━━━ Excerpt to read ━━━

Based on the results, two types of preparations (bags with whole vegetables and trays with MP vegetables), and two types of presentations (mix vegetables for soup and mix vegetables for salad), were selected:

-Mix whole vegetables for soup (soup bag): presented in a plastic bag of 30 x 40 cm on each side; inside it had pumpkin, courgette, carrot, celery, green onion, leek, and parsley whole. These vegetables need to be washed, peeled, and then cooked for consumption.

-Mix MP vegetables for soup (soup tray): presented in a 22 x 18 x 1.5 cm Styrofoam tray covered with a film; inside it had all the above-mentioned vegetables (soup bag) but these were washed, peeled, and chopped where the consumer only must cook them to eat them.

-Mix whole vegetables for salad (salad bag): presented in a plastic bag of 30 x 40 cm on each side; inside it had carrots and beets whole. These vegetables need to be washed, peeled, and grated to be eaten as a salad.

-Mix MP vegetables for salad (salad tray): presented in a 22 x 18 x 1.5 cm Styrofoam tray covered with a film; inside it had all the above-mentioned vegetables (salad bag) but these were washed, peeled, and grated. This presentation was ready to eat.

The vegetables were purchased by unit/weight at a market and then processed (washed, peeled, cut/grated, and packaged) at the institute. This was carried out by the researchers. The weight of vegetables in the bags was the same as that of the vegetables in the trays; this was approximately 250 g.

Auction: experimental procedure

Six groups of 8–10 people from each HI were formed to conduct the trial.

Second-price auctions remain widely used because of their incentive-compatible properties and ease of implementation, including the identification of a single winner [15,29,30]. Preferences for a new product are determined by comparing bids for new good to bids for a pre-existing substitute or by directly eliciting bids to exchange a pre-existing substitute for a new good [14].

In this study, we evaluated the WTP for exchanging a bag with vegetables for a tray with MP vegetables.

In experimental auctions, one or more bidding rounds can be conducted. Each auction consisting of several bidding rounds allows participants to update their bids to reflect market prices or new information [31]. In theory, a single-shot Vickrey auction should cause participants to reveal their true value [32], therefore, only one round of bids was made per tray presented.

Before starting the trial, each participant was given a form to be completed with her consent to this study and another form to be completed with her socio-demographic data.

Then, each participant was given a sheet with a detailed explanation of the methodology. Besides, to familiarize subjects with the auction mechanism, a preliminary practice auction was conducted with “alfajor” (defined as a product obtained by joining two or more layers of cookies or cake with filling, usually dulce de leche (caramel jam)), covered or enrobed with various confectionery coatings, chocolate being the most usual [33]. Participants had to write “what was the maximum value that they were willing to pay to exchange their single- alfajor (two layers) for a triple- alfajor (three layers)”. Each consumer had, fictitiously (considering that this stage was training) $30 (AR$) to make the offer. It was, furthermore, informed that its offer was private information and should not be shared with the other participants. The bids were then collected, and ordered on a board from highest to lowest, along with the identification numbers. It was indicated that the “buyer” of the triple alfajor would be the one who made the highest bid, but would have to pay the value of the second-highest price offered.

━━━ Dataset extract ━━━

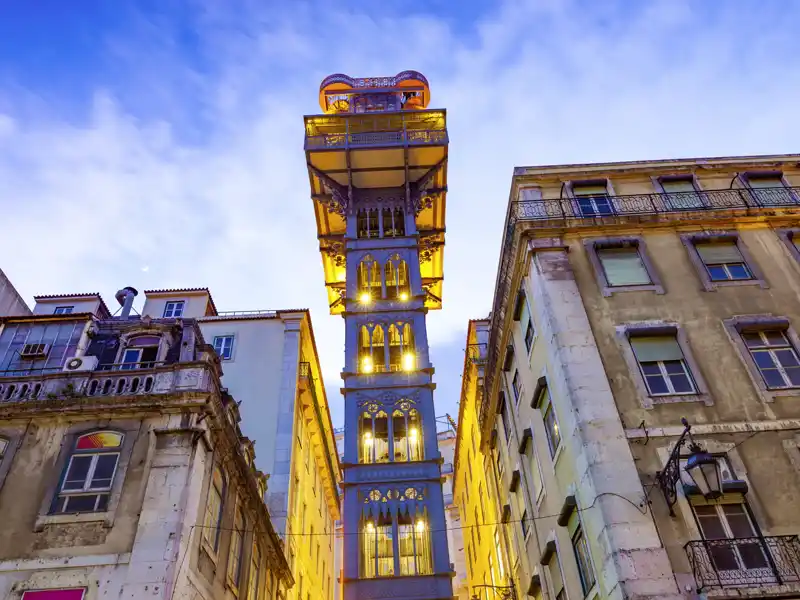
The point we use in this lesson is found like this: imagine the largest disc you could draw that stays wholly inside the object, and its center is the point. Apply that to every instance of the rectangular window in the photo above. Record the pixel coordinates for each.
(529, 331)
(681, 193)
(516, 384)
(731, 522)
(254, 586)
(87, 483)
(592, 200)
(663, 366)
(236, 548)
(536, 474)
(61, 594)
(775, 357)
(214, 504)
(223, 345)
(582, 557)
(623, 266)
(173, 309)
(765, 182)
(723, 261)
(551, 429)
(526, 526)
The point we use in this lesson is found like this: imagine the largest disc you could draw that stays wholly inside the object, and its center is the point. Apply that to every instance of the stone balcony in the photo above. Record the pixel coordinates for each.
(158, 379)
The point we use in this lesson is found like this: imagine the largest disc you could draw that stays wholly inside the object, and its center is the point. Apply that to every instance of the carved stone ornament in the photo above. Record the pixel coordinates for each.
(429, 244)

━━━

Given exercise A: Please print the stretch of the vegetable auction passage from "The vegetables were" through "approximately 250 g.".
Given exercise B: Carry on the vegetable auction passage from the point where it stops.
The records aren't needed for any of this.

Task result A:
The vegetables were purchased by unit/weight at a market and then processed (washed, peeled, cut/grated, and packaged) at the institute. This was carried out by the researchers. The weight of vegetables in the bags was the same as that of the vegetables in the trays; this was approximately 250 g.

Task result B:
Once the training auction was over and all the participants said they understood the methodology, two experimental auctions were held. Considering that the trial was conducted in an educational institution, the money was replaced by a purchased ticket, which they could use in a greengrocer’s shop in the city. That is, each participant was given a ticket for the value of $90 for each auction, and it was the maximum value they could bid for each auctioned tray.

The auction was held to evaluate the WTP for exchanging a bag of whole vegetables for a tray of MP vegetables as follows:

1º Test: consumers received a soup bag that needed to be washed, peeled, chopped, and then cooked for consumption and had to write down how much they were willing to pay to exchange that bag for a tray for soup, which only needed to be cooked for consumption.

>2º Test: The auction was conducted in the same way as the 1° test, but participants received a salad bag that needed to be washed, peeled, and grated for consumption. They had to write down how much they were willing to pay to exchange that bag for a salad tray.

In both auctions, the “buyer” of the tray was the one who made the highest bid but had to pay the value of the second-highest price offered. The participants, who did not “buy” the auctioned product, received the ticket and two bags of vegetables as a gift.

The order of presentation of the two trays in the auctions was balanced. That is, half of the subjects in each HI received the soup option first presentation order and salad option on the second presentation order; inversely for the other half of the subjects

Sensory acceptability

After the auctions, subjects measured the acceptability of the 4 samples: soup bag, soup tray, salad bag, and salad tray. They were instructed to express their sensory perceptions about the samples using a 9-point structured hedonic scale, with 1 being ‘‘I do not like’’, 5 ‘indifferent’ and 9 ‘I like’.

CATA question

CATA methodology was also used to inquire about influential reasons for the consumption of 4 samples (soup bag, soup tray, salad bag, and salad tray).

For the generating CATA terms, 2 focus groups were conducted with 24 women (housewives) aged between 25 and 65 years. Of this total, half corresponded to LI women and the other half to MI women. In both groups, the purchase/consumption intention of MP vegetables was discussed. The phrases or terms that were named most frequently in the discussion were included in the CATA methodology.

In the CATA questions, each participant had to select all the influential consumption reasons in the 4 samples.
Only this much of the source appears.